REQUESTS:
A - Based on the forum post about zone dampers, why is the poster fairly confident that the zone damper motor that has not been replaced still works? Answer in one to three sentences.
B - Answer these questions using the forum post about zone dampers:
(i) How many thermostats does the system have, and what kind are they?
(ii) Which floor's zone damper motor was replaced, and when?
(iii) As an IT guy, what does the poster find bothersome about the problem?

TEXT PROVIDED:
# AC Weirdness / Zone dampers and EcoBee



## SCGrassMan (Dec 17, 2017)

So I have some weirdness with my zone dampers.

I have a two zone system, with two ecobees, and here's whats happened in the past, and what I've experienced.

One zone damper has been replaced. The one that has not been replaced, when it receives voltage, it opens up, and when that voltage is removed, the spring return works correctly, so I am fairly confident that zone damper motor is operational.

What I'm experiencing:

-When the downstairs thermostat is calling, the system fires up, and it opens the zone for downstairs.
-When the upstairs thermostat is calling, sometimes it does, and sometimes it does not.
-Sometimes, the upstairs is calling, and the downstairs is not, and the system is running, but I can tell that the zone damper for the upstairs is still closed, so its running the AC but not blowing out air.
-When I go up in the attic, and watch the zone control panel, when the thermostat should be calling, the light for the zone does not light up. Sometimes, it never does. Sometimes, it does after a few minutes.

What I've done:

-First floor zone damper motor was replaced a couple months back
-System was fully inspected and serviced within the last couple of months
-Disconnected and reconnected the thermostats from the wall
-Power cycled the zone control box
-Switched the breaker off and back on
-Second floor damper is presently unhooked, so the second floor zone damper always stays open, and am basically controlling the temperature upstairs by what temperature I set the downstairs to

Here are what my thoughts on what it could be:

-Zone control box
-Thermostat wiring - loose or damaged wire
-Damaged thermostat
-Physically functional thermostat, but some sort of "smart" feature that is enabled that doesn't "call" right away when changing the temperature

What bugs me, as an IT guy, is that its not consistent. Like if the thermostats NEVER called, or if the zones NEVER opened.

Excerpts of location labeling data:

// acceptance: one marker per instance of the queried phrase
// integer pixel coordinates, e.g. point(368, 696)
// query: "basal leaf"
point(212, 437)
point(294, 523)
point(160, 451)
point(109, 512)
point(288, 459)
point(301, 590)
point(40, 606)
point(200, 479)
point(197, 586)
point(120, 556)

--

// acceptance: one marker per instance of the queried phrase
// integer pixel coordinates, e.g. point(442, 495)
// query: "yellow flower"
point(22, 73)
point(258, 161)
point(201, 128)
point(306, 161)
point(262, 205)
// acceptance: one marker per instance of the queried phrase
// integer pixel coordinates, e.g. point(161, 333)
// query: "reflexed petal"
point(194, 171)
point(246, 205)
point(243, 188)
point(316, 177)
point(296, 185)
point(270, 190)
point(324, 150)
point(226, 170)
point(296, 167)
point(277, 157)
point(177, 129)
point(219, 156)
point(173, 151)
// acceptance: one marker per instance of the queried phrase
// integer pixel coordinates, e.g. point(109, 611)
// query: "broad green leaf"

EXPECTED ANSWERS:
A - When that damper receives voltage, it opens, and when the voltage is removed, its spring return works correctly. That behavior is why the poster believes the motor is operational.

B -
(i) Two thermostats, both ecobees.
(ii) The first floor's, a couple months back.
(iii) That it is not consistent.